(Data listing)

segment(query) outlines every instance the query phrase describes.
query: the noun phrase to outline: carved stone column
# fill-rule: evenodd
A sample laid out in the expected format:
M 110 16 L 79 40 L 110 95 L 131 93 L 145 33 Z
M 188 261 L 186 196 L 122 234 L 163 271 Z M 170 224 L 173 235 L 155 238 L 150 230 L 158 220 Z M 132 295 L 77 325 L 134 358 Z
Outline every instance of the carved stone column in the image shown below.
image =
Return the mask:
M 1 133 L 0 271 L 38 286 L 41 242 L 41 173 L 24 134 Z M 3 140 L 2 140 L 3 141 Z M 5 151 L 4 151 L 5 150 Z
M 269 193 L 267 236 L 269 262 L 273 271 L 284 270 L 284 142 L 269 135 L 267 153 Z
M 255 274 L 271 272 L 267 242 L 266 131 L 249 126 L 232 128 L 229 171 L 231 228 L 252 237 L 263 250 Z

■ Task instructions
Swap "carved stone column" for "stone pillar" in the part of the records that runs from the start through the line containing "M 110 16 L 79 40 L 110 95 L 131 93 L 145 33 Z", leaving everything else unchanged. Give back only that part.

■ Response to the task
segment(query) outlines every instance the query phrase describes.
query: the noun phrase to outline: stone pillar
# fill-rule: evenodd
A sample laid out in the expected format:
M 110 16 L 79 40 L 110 95 L 131 93 L 145 33 Z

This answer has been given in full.